_PROBLEM REQUIREMENTS_
Rewrite the records from the line containing "[point] at the model" through the end of the records, changing "crouching man" to "kneeling man" and keeping everything else the same. Leave the pictures out.

_INFORMATION SHOWN_
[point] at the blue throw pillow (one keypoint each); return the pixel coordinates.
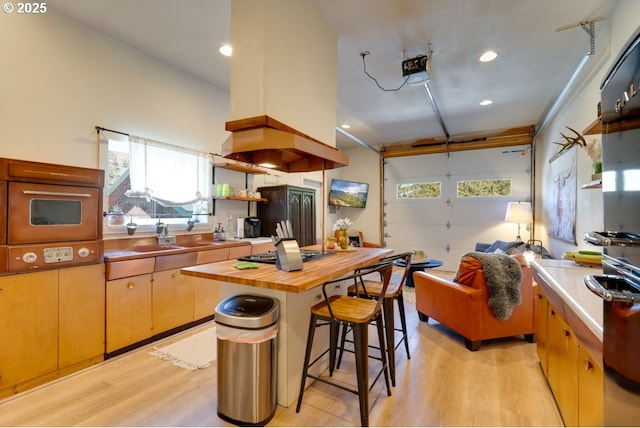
(500, 245)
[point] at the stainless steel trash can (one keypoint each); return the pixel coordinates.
(247, 327)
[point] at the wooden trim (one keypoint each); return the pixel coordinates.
(511, 137)
(594, 128)
(264, 122)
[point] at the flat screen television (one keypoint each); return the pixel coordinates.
(343, 193)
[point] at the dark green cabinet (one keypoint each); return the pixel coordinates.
(296, 204)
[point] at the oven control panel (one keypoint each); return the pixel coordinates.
(40, 256)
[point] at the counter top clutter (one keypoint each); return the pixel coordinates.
(268, 276)
(566, 280)
(144, 250)
(296, 293)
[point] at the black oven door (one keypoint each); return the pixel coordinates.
(51, 213)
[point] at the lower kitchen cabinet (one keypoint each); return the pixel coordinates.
(591, 397)
(574, 377)
(51, 324)
(541, 329)
(172, 300)
(129, 313)
(82, 314)
(206, 296)
(28, 327)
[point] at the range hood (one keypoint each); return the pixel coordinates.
(264, 141)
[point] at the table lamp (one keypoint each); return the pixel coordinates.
(519, 212)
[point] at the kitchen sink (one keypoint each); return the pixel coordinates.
(200, 244)
(154, 247)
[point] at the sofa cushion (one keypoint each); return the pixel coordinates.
(504, 246)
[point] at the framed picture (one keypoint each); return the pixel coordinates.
(563, 191)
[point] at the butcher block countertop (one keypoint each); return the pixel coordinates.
(313, 273)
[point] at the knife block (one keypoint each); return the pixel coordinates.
(288, 255)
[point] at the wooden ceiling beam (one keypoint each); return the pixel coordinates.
(511, 137)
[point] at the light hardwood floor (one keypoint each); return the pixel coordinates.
(443, 384)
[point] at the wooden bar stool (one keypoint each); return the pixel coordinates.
(355, 313)
(371, 289)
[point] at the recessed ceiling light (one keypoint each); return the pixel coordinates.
(488, 56)
(226, 50)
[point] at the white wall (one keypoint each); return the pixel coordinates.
(578, 111)
(60, 79)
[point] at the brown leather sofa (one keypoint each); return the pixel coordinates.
(463, 306)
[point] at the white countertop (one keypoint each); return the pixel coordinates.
(567, 279)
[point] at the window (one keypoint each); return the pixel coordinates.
(477, 188)
(148, 181)
(419, 190)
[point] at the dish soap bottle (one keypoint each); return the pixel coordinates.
(218, 233)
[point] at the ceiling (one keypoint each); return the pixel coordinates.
(535, 61)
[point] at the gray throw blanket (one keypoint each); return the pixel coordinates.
(504, 275)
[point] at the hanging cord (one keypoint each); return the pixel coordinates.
(364, 66)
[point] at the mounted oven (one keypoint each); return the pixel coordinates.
(50, 216)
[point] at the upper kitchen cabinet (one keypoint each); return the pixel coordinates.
(296, 204)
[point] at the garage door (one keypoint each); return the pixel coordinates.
(444, 204)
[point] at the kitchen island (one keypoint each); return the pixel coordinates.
(296, 292)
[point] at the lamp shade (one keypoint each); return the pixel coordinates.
(519, 212)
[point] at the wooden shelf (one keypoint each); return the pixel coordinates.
(595, 184)
(594, 128)
(241, 167)
(240, 198)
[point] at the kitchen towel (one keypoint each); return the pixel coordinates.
(192, 353)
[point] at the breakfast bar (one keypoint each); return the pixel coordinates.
(296, 292)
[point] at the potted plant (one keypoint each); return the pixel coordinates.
(115, 216)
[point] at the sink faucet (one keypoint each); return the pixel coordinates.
(164, 238)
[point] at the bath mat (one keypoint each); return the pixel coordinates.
(192, 353)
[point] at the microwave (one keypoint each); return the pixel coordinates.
(50, 215)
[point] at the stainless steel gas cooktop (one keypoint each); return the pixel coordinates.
(270, 257)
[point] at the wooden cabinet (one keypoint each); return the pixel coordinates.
(591, 397)
(296, 204)
(172, 300)
(28, 327)
(541, 329)
(82, 314)
(575, 379)
(563, 367)
(51, 324)
(129, 317)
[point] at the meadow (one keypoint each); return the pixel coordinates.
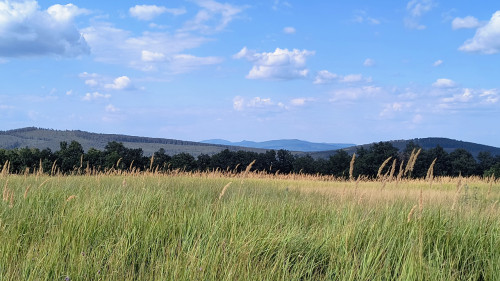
(247, 226)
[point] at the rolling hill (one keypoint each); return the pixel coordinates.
(42, 138)
(448, 145)
(291, 145)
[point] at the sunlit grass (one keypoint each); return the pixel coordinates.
(179, 227)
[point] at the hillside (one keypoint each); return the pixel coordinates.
(291, 145)
(42, 138)
(448, 145)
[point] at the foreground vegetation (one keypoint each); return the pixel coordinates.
(249, 226)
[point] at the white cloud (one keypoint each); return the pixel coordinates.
(213, 16)
(324, 76)
(369, 62)
(111, 108)
(148, 56)
(437, 63)
(256, 103)
(417, 119)
(361, 16)
(352, 78)
(466, 96)
(149, 12)
(95, 96)
(355, 93)
(467, 22)
(444, 83)
(281, 64)
(416, 9)
(120, 83)
(289, 30)
(66, 13)
(148, 52)
(91, 82)
(391, 109)
(490, 96)
(487, 38)
(300, 101)
(25, 30)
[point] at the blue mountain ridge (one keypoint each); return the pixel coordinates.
(288, 144)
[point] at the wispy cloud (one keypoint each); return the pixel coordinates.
(282, 64)
(487, 38)
(149, 12)
(26, 30)
(467, 22)
(416, 9)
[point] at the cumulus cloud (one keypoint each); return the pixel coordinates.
(416, 9)
(213, 16)
(282, 64)
(148, 56)
(26, 30)
(361, 16)
(466, 96)
(444, 83)
(256, 103)
(120, 83)
(111, 108)
(487, 38)
(324, 76)
(391, 109)
(355, 93)
(437, 63)
(467, 22)
(289, 30)
(95, 96)
(149, 12)
(490, 96)
(369, 62)
(152, 51)
(301, 101)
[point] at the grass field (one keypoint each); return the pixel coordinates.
(259, 227)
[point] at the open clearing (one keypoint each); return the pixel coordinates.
(181, 226)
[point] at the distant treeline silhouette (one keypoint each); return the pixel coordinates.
(71, 158)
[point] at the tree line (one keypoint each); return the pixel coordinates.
(71, 157)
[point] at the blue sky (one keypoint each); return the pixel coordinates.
(323, 71)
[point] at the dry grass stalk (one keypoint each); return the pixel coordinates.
(53, 169)
(411, 213)
(351, 166)
(411, 162)
(6, 168)
(150, 163)
(457, 194)
(401, 171)
(5, 191)
(40, 168)
(492, 178)
(26, 191)
(224, 190)
(382, 166)
(11, 199)
(393, 169)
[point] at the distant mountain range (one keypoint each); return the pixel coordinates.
(42, 138)
(448, 145)
(291, 145)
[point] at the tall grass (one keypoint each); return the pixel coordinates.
(198, 227)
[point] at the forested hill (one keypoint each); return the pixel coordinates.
(46, 138)
(449, 145)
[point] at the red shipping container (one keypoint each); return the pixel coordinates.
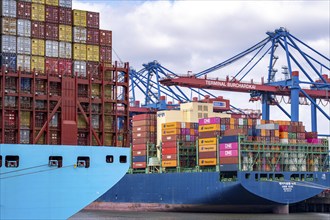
(139, 153)
(24, 10)
(209, 154)
(139, 147)
(38, 29)
(93, 36)
(105, 38)
(51, 65)
(65, 67)
(93, 19)
(92, 69)
(51, 14)
(169, 157)
(51, 31)
(171, 150)
(105, 54)
(65, 16)
(169, 144)
(137, 165)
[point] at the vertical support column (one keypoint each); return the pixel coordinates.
(313, 116)
(295, 89)
(265, 107)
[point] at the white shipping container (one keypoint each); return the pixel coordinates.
(23, 27)
(65, 3)
(65, 50)
(79, 34)
(8, 8)
(24, 63)
(24, 45)
(79, 68)
(8, 44)
(51, 48)
(8, 26)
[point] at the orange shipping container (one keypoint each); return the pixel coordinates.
(207, 141)
(173, 131)
(210, 127)
(207, 148)
(207, 162)
(171, 125)
(169, 163)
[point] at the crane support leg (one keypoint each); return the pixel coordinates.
(265, 107)
(313, 116)
(295, 89)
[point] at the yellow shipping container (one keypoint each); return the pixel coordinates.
(211, 127)
(38, 47)
(38, 12)
(38, 64)
(79, 51)
(207, 141)
(52, 2)
(284, 135)
(93, 53)
(79, 18)
(169, 163)
(65, 33)
(207, 148)
(207, 162)
(173, 131)
(171, 125)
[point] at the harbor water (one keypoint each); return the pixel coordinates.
(104, 215)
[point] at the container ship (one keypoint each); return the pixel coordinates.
(205, 161)
(64, 106)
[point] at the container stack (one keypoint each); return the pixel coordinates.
(144, 139)
(41, 58)
(209, 130)
(178, 144)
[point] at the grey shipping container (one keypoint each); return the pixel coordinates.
(8, 44)
(8, 8)
(65, 50)
(23, 27)
(8, 26)
(8, 60)
(79, 34)
(79, 68)
(24, 63)
(24, 45)
(65, 3)
(51, 48)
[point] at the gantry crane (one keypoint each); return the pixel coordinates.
(267, 91)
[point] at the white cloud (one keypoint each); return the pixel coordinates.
(195, 35)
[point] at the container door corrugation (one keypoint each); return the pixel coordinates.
(65, 3)
(24, 45)
(24, 9)
(8, 8)
(51, 48)
(65, 50)
(23, 28)
(24, 63)
(38, 12)
(8, 44)
(8, 26)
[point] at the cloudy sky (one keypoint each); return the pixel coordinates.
(195, 35)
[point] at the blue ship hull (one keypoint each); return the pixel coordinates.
(36, 190)
(205, 191)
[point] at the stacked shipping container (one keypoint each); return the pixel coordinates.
(144, 139)
(40, 101)
(179, 144)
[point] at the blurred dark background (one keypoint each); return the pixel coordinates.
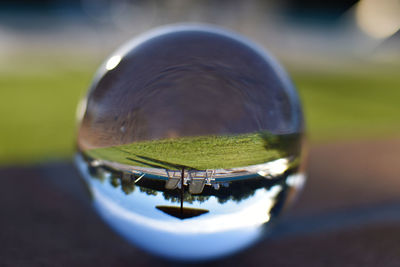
(343, 56)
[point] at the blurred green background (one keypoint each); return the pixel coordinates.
(346, 94)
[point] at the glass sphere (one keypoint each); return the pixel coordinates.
(190, 142)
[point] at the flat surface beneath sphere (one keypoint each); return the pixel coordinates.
(347, 215)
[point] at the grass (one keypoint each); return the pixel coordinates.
(38, 98)
(201, 153)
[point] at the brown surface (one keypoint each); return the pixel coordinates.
(348, 215)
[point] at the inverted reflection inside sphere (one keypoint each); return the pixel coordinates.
(190, 142)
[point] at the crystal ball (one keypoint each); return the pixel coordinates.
(190, 141)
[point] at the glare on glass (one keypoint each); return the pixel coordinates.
(190, 142)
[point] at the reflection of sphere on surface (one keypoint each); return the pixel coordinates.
(206, 128)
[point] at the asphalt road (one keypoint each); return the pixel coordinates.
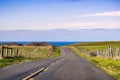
(68, 66)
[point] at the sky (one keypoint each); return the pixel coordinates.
(54, 17)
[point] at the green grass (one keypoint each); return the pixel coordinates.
(110, 66)
(10, 61)
(30, 53)
(56, 53)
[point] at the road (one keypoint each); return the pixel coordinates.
(68, 66)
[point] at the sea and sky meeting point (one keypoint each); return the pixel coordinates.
(60, 39)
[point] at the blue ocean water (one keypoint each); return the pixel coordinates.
(52, 43)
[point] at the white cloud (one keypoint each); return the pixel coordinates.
(68, 26)
(109, 14)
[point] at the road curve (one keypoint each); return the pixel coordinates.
(68, 66)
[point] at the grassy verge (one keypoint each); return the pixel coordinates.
(10, 61)
(110, 66)
(56, 53)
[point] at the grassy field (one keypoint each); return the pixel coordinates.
(110, 66)
(92, 46)
(30, 53)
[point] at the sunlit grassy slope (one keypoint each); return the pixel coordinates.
(110, 66)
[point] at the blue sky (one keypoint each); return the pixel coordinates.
(60, 15)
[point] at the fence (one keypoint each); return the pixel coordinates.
(7, 52)
(105, 53)
(25, 51)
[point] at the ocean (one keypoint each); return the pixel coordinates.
(53, 43)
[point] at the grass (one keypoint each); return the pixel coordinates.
(30, 53)
(110, 66)
(10, 61)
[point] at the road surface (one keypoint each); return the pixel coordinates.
(68, 66)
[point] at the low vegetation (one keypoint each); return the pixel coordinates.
(110, 65)
(56, 52)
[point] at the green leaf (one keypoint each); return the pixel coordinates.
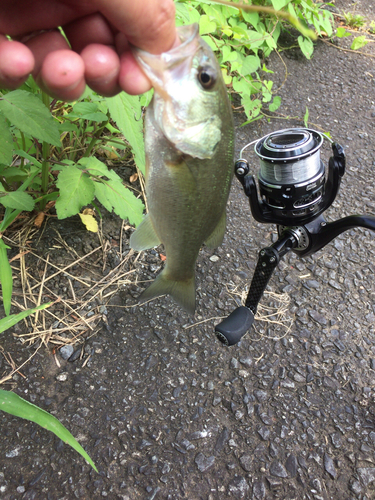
(306, 46)
(13, 319)
(306, 117)
(206, 26)
(251, 17)
(6, 142)
(17, 200)
(15, 405)
(266, 70)
(275, 104)
(76, 190)
(359, 42)
(88, 111)
(341, 32)
(279, 4)
(126, 111)
(228, 54)
(6, 279)
(67, 126)
(241, 86)
(113, 195)
(27, 112)
(250, 65)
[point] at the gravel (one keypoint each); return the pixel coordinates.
(167, 412)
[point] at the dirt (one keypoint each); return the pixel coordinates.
(162, 407)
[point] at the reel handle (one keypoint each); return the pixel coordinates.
(231, 330)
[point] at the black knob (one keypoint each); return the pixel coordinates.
(233, 328)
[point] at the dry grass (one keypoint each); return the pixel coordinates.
(69, 320)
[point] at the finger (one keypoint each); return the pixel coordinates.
(16, 63)
(131, 79)
(148, 24)
(88, 30)
(63, 75)
(58, 70)
(102, 68)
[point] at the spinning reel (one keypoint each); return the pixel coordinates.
(294, 192)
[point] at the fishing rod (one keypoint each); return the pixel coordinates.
(294, 191)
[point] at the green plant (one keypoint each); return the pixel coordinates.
(46, 155)
(354, 20)
(13, 404)
(242, 40)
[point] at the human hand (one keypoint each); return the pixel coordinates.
(99, 34)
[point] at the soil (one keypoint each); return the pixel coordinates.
(162, 407)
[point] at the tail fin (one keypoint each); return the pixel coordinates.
(183, 292)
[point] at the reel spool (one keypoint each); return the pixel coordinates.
(292, 176)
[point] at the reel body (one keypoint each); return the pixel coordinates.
(294, 192)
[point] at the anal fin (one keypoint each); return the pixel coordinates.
(183, 292)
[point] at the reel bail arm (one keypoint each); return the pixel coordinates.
(294, 193)
(233, 328)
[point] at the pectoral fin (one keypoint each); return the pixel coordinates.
(216, 237)
(144, 236)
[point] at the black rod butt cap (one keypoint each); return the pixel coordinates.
(231, 330)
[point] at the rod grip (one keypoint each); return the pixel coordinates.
(231, 330)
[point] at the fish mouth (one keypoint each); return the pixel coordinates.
(178, 59)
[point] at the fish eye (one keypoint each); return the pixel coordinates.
(206, 77)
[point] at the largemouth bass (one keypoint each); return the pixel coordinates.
(189, 142)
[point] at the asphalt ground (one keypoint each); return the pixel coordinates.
(165, 410)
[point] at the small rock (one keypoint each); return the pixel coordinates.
(329, 467)
(259, 490)
(264, 433)
(277, 469)
(261, 396)
(355, 487)
(366, 474)
(246, 462)
(221, 440)
(239, 487)
(66, 351)
(336, 439)
(291, 465)
(204, 463)
(62, 377)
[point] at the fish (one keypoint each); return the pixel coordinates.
(189, 142)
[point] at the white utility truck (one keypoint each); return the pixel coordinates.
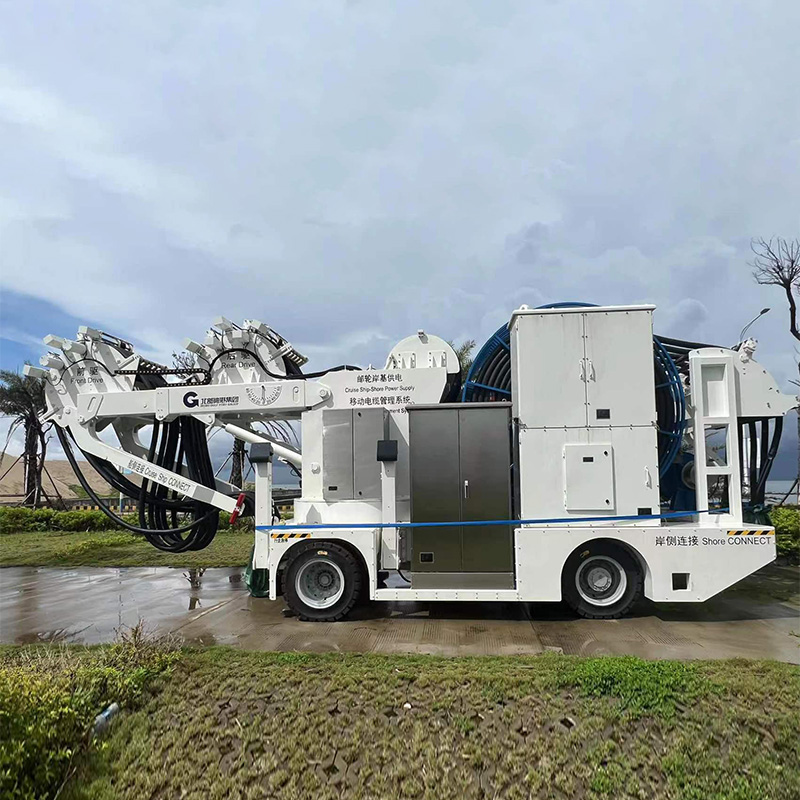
(581, 459)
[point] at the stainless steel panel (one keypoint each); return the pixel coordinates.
(485, 460)
(368, 427)
(435, 496)
(462, 580)
(337, 455)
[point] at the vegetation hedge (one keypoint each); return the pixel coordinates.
(786, 520)
(22, 520)
(49, 698)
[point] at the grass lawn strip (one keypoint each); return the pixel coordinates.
(117, 549)
(234, 724)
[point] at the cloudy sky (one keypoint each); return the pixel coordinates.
(352, 171)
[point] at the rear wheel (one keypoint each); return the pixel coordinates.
(322, 582)
(601, 581)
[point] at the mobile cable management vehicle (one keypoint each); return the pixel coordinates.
(581, 459)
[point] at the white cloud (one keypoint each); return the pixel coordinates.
(351, 172)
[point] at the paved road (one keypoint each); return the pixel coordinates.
(758, 618)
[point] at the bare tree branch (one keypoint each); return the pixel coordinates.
(776, 262)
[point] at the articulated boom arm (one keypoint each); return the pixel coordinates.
(240, 375)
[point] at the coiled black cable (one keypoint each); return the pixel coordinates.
(200, 531)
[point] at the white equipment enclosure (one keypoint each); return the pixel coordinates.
(581, 459)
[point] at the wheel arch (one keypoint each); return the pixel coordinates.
(632, 551)
(310, 544)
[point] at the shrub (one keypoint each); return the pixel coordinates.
(49, 697)
(786, 520)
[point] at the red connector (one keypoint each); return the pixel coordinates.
(239, 507)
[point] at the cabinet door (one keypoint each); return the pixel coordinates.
(548, 377)
(435, 490)
(619, 368)
(485, 457)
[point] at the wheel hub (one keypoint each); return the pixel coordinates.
(601, 580)
(320, 583)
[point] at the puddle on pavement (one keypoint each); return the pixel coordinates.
(89, 605)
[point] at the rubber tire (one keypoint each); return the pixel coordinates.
(351, 571)
(633, 573)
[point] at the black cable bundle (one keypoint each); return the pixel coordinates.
(173, 445)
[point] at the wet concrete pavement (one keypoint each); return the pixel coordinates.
(758, 618)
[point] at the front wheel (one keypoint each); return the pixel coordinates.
(601, 581)
(322, 582)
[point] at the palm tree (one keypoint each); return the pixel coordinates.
(22, 399)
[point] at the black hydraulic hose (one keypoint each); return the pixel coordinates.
(753, 471)
(120, 483)
(766, 465)
(65, 444)
(340, 368)
(274, 375)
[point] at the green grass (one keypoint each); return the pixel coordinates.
(230, 548)
(228, 723)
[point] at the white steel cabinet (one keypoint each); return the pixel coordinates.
(619, 368)
(548, 388)
(583, 367)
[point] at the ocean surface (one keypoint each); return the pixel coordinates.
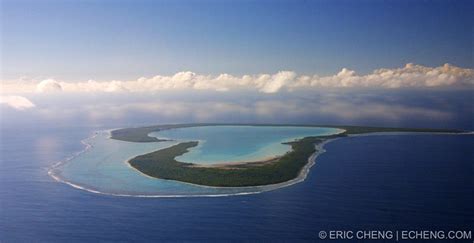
(389, 182)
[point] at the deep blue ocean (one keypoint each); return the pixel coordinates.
(414, 182)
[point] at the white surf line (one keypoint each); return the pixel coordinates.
(301, 177)
(265, 188)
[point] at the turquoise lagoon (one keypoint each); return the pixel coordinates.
(102, 167)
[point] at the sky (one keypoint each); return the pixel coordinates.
(117, 40)
(123, 63)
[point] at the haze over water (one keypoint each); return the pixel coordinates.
(104, 168)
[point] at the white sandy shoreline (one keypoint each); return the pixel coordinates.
(258, 189)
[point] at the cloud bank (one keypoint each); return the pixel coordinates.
(409, 76)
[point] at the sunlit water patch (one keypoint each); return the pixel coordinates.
(219, 144)
(103, 168)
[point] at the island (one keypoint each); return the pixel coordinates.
(162, 164)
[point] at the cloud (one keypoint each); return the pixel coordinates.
(409, 76)
(48, 85)
(16, 102)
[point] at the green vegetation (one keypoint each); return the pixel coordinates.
(162, 163)
(140, 134)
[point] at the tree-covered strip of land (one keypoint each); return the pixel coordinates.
(140, 134)
(162, 164)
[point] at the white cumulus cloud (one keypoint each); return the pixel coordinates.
(409, 76)
(48, 85)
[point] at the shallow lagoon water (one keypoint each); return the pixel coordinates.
(220, 144)
(102, 167)
(418, 182)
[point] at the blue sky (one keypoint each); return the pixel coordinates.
(104, 40)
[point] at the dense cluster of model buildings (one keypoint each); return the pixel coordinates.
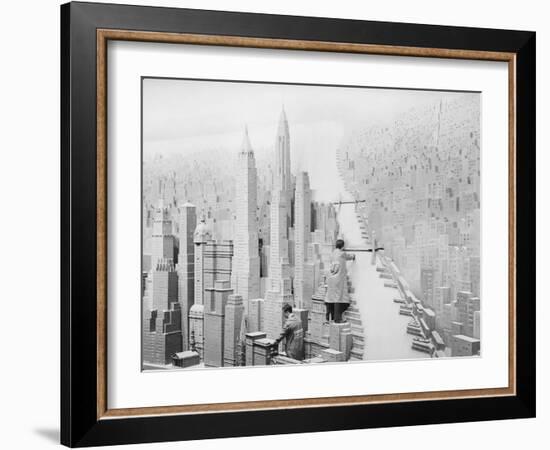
(420, 178)
(225, 246)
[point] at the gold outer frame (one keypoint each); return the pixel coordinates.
(104, 35)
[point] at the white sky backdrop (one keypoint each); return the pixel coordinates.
(182, 116)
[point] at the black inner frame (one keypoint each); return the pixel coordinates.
(79, 423)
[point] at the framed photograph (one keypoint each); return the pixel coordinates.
(276, 224)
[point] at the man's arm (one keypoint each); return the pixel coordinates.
(349, 257)
(284, 333)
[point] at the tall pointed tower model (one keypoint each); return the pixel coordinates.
(245, 278)
(278, 289)
(304, 269)
(186, 265)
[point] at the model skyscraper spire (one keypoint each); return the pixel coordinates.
(246, 260)
(282, 177)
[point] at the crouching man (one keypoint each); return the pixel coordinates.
(293, 334)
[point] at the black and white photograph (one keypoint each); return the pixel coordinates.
(289, 224)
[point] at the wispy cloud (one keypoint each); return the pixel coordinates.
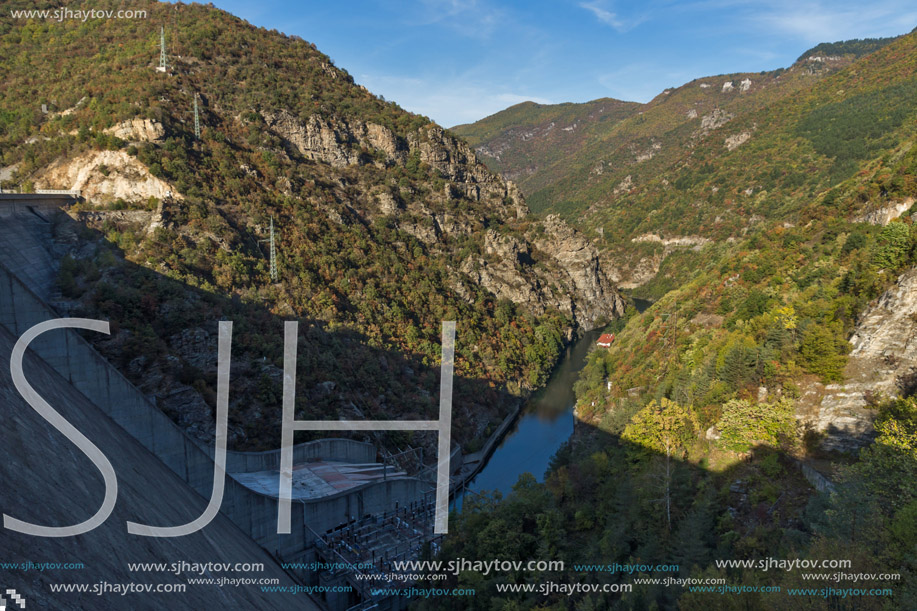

_EXERCISE RESPONSE_
[point] at the model skyscraper spire (one keypoint each); return the pixel coordinates.
(246, 260)
(282, 177)
[point] at the kneeling man (one keypoint each); return the pixel coordinates.
(293, 334)
[point] at the black and white photograph (one keypoint each); return the pixel coordinates.
(289, 224)
[point] at the wispy cloud (one keypoint each); return the pixel coordinates.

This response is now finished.